SAN DIEGO - At the end of an industrial stretch of Euclid Avenue occupied by an equipment rental yard, a liquor mart, and an auto repair shop, City Farmers Nursery is a verdant surprise. But even if this were an affluent area, City Farmers would be a striking departure from the typical corporate garden center.

Small plants that will someday bear Early Girl tomatoes, lemon cucumbers, and chili peppers sit in trays near the parking lot. Not far from burbling tanks of baby koi and albino channel carp, a yellow-and-black mutt named Abby sleeps beneath a table full of petunias and marigolds.

Inside the store, a bowl on the counter holds eggs, free for the taking. A high-backed chest is filled with jars of seeds and baskets of Yellow Finn, Purple Peruvian, and Bintje potato tubers waiting to be planted.

There’s an old upright piano with ivory keys and a hammock strung across the room, not far from a poison-green parrot with orange shoulders and a yellow head. Presiding over it all from behind the counter is owner Bill Tall, ringing up sales and dispensing advice on growing plants of all kinds, pretty much the same way he’s done it for the past 36 years.
........
Given exercise:
Return the entire nursery passage word for word. Rely only on the nursery passage.

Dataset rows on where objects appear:
........
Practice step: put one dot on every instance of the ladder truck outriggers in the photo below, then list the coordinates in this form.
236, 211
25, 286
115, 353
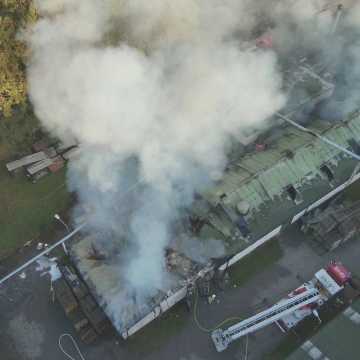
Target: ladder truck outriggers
288, 312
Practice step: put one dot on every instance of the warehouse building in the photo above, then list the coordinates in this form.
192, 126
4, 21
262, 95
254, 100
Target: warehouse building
267, 185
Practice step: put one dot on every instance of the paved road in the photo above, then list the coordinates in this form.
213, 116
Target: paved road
30, 324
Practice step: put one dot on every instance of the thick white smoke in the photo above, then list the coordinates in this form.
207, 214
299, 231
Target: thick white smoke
153, 91
169, 91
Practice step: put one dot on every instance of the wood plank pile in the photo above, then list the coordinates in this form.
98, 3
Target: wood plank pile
73, 295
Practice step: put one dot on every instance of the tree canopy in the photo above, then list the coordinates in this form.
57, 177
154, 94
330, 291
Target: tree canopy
........
Solution:
SAN DIEGO - At the end of an industrial stretch of Euclid Avenue occupied by an equipment rental yard, a liquor mart, and an auto repair shop, City Farmers Nursery is a verdant surprise. But even if this were an affluent area, City Farmers would be a striking departure from the typical corporate garden center.

Small plants that will someday bear Early Girl tomatoes, lemon cucumbers, and chili peppers sit in trays near the parking lot. Not far from burbling tanks of baby koi and albino channel carp, a yellow-and-black mutt named Abby sleeps beneath a table full of petunias and marigolds.

Inside the store, a bowl on the counter holds eggs, free for the taking. A high-backed chest is filled with jars of seeds and baskets of Yellow Finn, Purple Peruvian, and Bintje potato tubers waiting to be planted.

There’s an old upright piano with ivory keys and a hammock strung across the room, not far from a poison-green parrot with orange shoulders and a yellow head. Presiding over it all from behind the counter is owner Bill Tall, ringing up sales and dispensing advice on growing plants of all kinds, pretty much the same way he’s done it for the past 36 years.